Vorliegender Text
○ ○ ○ ○ ○

Als weltweit fast einziges Land verzichtet Schweden in der Coronakrise auf staatlichen Zwang. Basis dafür ist Vertrauen und eine seltsame Mischung aus Gemeinsinn und Individualismus. Wie kamen die Schweden zu ihren Werten?
Diese dummen Schweden! In Amerika waren Witze über sie ein eigenes Genre zur Zeit der Einwanderungswellen vor dem Ersten Weltkrieg. Eine Million von ihnen kam über den Atlantik. Nach Hering röchen sie, hieß es, und Englisch erlernten sie besonders schwer – was Unsinn war. Aber wie kam es zum Vorurteil? In einer Hinsicht wirkten die Neuankömmlinge aus dem Norden Europas zumindest naiv: Sie vertrauten ihren Mitmenschen, sie vertrauten dem Staat und sie waren ungemein willig, Regeln zu befolgen. Die Spötter verstummten, als dort, wo sich Schweden konzentriert ansiedelten, das Gemeinwesen besonders gut gedieh. Was doch eher auf Klugheit deutet.
Dumme Schweden, kluge Schweden: In der Debatte um den richtigen Umgang mit Corona steht ihr Zehn-Millionen-Land im Fokus der Weltöffentlichkeit – als fast einziger Staat, der auf Verbote und erzwungenen Stillstand weitgehend verzichtet. Trotzdem halten die Menschen dort Abstand und arbeiten zu Hause. Weil sie so obrigkeitshörig sind? Herdentiere, die das Gehorchen im Blut haben?
Sie selbst sehen es umgekehrt: Gerade weil ihnen Freiheit so wichtig ist, bewahren sie ihre Rechte auch in der Pandemie – und sind dafür bereit, zu kooperieren.

○ ○ ○ ○ ○

Extrahierte Einträge
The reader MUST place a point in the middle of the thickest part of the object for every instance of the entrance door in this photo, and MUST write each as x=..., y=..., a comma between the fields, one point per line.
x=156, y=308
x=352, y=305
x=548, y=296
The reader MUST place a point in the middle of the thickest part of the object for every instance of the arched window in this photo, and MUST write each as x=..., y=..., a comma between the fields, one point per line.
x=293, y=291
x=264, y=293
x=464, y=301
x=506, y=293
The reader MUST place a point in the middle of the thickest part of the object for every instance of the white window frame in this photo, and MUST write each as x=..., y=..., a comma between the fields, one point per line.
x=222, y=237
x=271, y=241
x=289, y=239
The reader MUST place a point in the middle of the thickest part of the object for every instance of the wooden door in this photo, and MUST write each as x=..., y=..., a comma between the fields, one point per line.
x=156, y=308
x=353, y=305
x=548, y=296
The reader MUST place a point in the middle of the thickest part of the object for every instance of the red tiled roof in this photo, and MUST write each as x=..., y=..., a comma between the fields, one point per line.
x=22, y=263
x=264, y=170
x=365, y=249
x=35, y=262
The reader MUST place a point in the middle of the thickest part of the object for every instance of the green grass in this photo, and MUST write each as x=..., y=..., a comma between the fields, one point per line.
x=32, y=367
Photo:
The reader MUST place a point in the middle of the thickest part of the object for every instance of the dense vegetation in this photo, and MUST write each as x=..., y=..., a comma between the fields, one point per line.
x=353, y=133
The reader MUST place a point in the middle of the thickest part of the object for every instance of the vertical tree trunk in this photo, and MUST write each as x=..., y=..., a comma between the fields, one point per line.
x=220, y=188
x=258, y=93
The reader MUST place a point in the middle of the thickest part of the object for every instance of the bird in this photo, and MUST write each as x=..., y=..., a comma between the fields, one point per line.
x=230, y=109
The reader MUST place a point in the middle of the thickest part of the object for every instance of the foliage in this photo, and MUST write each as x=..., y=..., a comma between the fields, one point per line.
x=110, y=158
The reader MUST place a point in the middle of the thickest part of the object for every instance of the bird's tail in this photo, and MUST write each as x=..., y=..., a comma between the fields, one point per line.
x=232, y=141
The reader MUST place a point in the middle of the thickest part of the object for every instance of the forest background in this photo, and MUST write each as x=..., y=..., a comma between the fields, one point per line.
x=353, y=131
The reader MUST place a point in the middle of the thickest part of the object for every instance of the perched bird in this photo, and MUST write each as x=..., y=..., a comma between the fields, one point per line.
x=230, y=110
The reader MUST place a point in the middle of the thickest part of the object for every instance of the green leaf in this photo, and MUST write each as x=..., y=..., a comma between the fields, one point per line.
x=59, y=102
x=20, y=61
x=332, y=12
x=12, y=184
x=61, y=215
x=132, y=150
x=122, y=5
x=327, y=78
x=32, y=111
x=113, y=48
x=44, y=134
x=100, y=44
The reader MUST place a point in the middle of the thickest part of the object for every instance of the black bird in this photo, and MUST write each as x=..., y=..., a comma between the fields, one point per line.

○ ○ ○ ○ ○

Aufgabenstellungen
**A)** Wie viele Schweden kamen laut dem Text über Schweden in der Coronakrise zur Zeit der Einwanderungswellen über den Atlantik?
**B)** Schreiben Sie aus dem Text über Schweden in der Coronakrise alles von „Als weltweit fast“ bis hinunter zu „auf Klugheit deutet.“ wortgetreu ab.

Lösungen der Aufgaben
**A)** Eine Million.

**B)**
Als weltweit fast einziges Land verzichtet Schweden in der Coronakrise auf staatlichen Zwang. Basis dafür ist Vertrauen und eine seltsame Mischung aus Gemeinsinn und Individualismus. Wie kamen die Schweden zu ihren Werten?
Diese dummen Schweden! In Amerika waren Witze über sie ein eigenes Genre zur Zeit der Einwanderungswellen vor dem Ersten Weltkrieg. Eine Million von ihnen kam über den Atlantik. Nach Hering röchen sie, hieß es, und Englisch erlernten sie besonders schwer – was Unsinn war. Aber wie kam es zum Vorurteil? In einer Hinsicht wirkten die Neuankömmlinge aus dem Norden Europas zumindest naiv: Sie vertrauten ihren Mitmenschen, sie vertrauten dem Staat und sie waren ungemein willig, Regeln zu befolgen. Die Spötter verstummten, als dort, wo sich Schweden konzentriert ansiedelten, das Gemeinwesen besonders gut gedieh. Was doch eher auf Klugheit deutet.